→ **Work instructions**: Reproduce each of the records below verbatim, without altering any wording or punctuation.
----
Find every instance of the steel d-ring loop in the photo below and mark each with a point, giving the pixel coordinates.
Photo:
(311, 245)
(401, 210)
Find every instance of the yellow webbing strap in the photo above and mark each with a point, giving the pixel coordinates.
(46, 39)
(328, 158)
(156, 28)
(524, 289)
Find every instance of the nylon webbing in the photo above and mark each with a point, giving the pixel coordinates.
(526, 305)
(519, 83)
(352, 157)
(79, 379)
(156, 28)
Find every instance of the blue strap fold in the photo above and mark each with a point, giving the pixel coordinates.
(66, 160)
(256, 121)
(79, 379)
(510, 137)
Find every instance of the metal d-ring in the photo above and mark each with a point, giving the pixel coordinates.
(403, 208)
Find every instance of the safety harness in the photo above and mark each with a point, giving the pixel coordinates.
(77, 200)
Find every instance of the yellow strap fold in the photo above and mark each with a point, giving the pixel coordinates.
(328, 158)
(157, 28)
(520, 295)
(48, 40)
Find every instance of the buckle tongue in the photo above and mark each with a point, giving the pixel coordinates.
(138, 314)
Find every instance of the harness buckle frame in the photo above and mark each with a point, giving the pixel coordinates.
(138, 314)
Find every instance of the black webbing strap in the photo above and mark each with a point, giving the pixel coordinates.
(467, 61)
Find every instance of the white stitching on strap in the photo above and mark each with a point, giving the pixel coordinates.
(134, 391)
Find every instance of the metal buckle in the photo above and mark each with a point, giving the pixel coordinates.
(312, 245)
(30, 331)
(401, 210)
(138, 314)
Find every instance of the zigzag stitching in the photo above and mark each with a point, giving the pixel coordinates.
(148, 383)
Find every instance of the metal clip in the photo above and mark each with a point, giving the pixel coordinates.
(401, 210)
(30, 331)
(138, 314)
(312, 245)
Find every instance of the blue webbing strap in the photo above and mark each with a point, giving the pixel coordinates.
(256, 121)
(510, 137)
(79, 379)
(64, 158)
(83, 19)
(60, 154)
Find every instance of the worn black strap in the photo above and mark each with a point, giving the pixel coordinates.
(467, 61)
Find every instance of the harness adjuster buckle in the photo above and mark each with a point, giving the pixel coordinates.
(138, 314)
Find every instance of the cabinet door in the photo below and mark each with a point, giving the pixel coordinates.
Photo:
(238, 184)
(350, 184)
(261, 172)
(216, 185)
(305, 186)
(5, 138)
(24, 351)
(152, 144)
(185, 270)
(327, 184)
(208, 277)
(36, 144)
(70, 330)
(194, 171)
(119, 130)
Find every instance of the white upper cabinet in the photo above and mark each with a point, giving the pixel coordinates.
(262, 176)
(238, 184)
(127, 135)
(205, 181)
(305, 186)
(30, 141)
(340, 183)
----
→ **Worked solution**:
Find every instance of the steel d-ring loop in the photo below and mark each with a point, giving the pixel coordinates.
Photo:
(311, 245)
(401, 210)
Find every instance of the yellow webbing strap in the photo above and mark each with a point, giving the pixel coordinates.
(46, 39)
(328, 158)
(156, 28)
(524, 289)
Find every instance of the nylon webbing in the photo above and mark each with a point, giving the pixel coordinates.
(526, 305)
(519, 83)
(352, 157)
(79, 379)
(156, 28)
Find every instance of the blue strap fold in the photo above and mark each with a point, giving the pixel coordinates.
(66, 160)
(256, 121)
(79, 379)
(510, 137)
Find every instance of the metal d-ring in the photo above and mark each with a point, giving the pixel coordinates.
(403, 208)
Find every instance of the safety harness in the photo above and mark each with a point, giving the pixel coordinates.
(77, 200)
Find every instance of the yellow strap fold in the photo above and mark each with a point, giving the pixel coordinates.
(328, 158)
(157, 28)
(520, 295)
(48, 40)
Find every instance of the buckle tongue in the photo above and mark each with a point, giving the pixel coordinates.
(138, 314)
Find every instance of the harness buckle frame in the photo above and mark each with a point, giving the pixel coordinates.
(138, 314)
Find every instance of the black webbing strap in the photo above and mark each with a point, giving the pixel coordinates.
(467, 61)
Find every instance of the white stitching on strap in the photo above and mark each with a point, giving the pixel coordinates.
(134, 391)
Find every instance of the metal buckle in the photo above and mark each with a point, giving the pixel coordinates.
(312, 245)
(30, 331)
(401, 210)
(138, 314)
Find every instance of the zigzag stitching in the photo above and mark each with a point, giving the pixel coordinates.
(148, 383)
Find every instance of the metal clip in the photo above and mark each with a point, giving the pixel coordinates.
(401, 210)
(30, 331)
(138, 314)
(312, 245)
Find every instance of the blue webbing strap in the photo above and mark each with a point, giving the pixel coordinates.
(256, 121)
(510, 137)
(79, 379)
(64, 158)
(83, 19)
(60, 154)
Find every instance of the worn black strap in the photo above and mark each with a point, giving the pixel coordinates.
(467, 61)
Find every instance of the harness adjuster buckle in the photo above and mark each with a point, giving the pixel coordinates.
(138, 314)
Find every instance of the cabinet door in the photo below and mark each with a point, giving the pixel coordinates.
Photo:
(238, 184)
(350, 184)
(261, 172)
(216, 185)
(305, 186)
(5, 138)
(24, 351)
(152, 144)
(185, 270)
(327, 184)
(208, 277)
(36, 144)
(70, 330)
(194, 171)
(119, 130)
Find every instance of the white upper cabinet in the photo above and mark each with a point, giving the pixel coordinates.
(262, 176)
(238, 184)
(127, 135)
(205, 181)
(305, 186)
(30, 141)
(340, 183)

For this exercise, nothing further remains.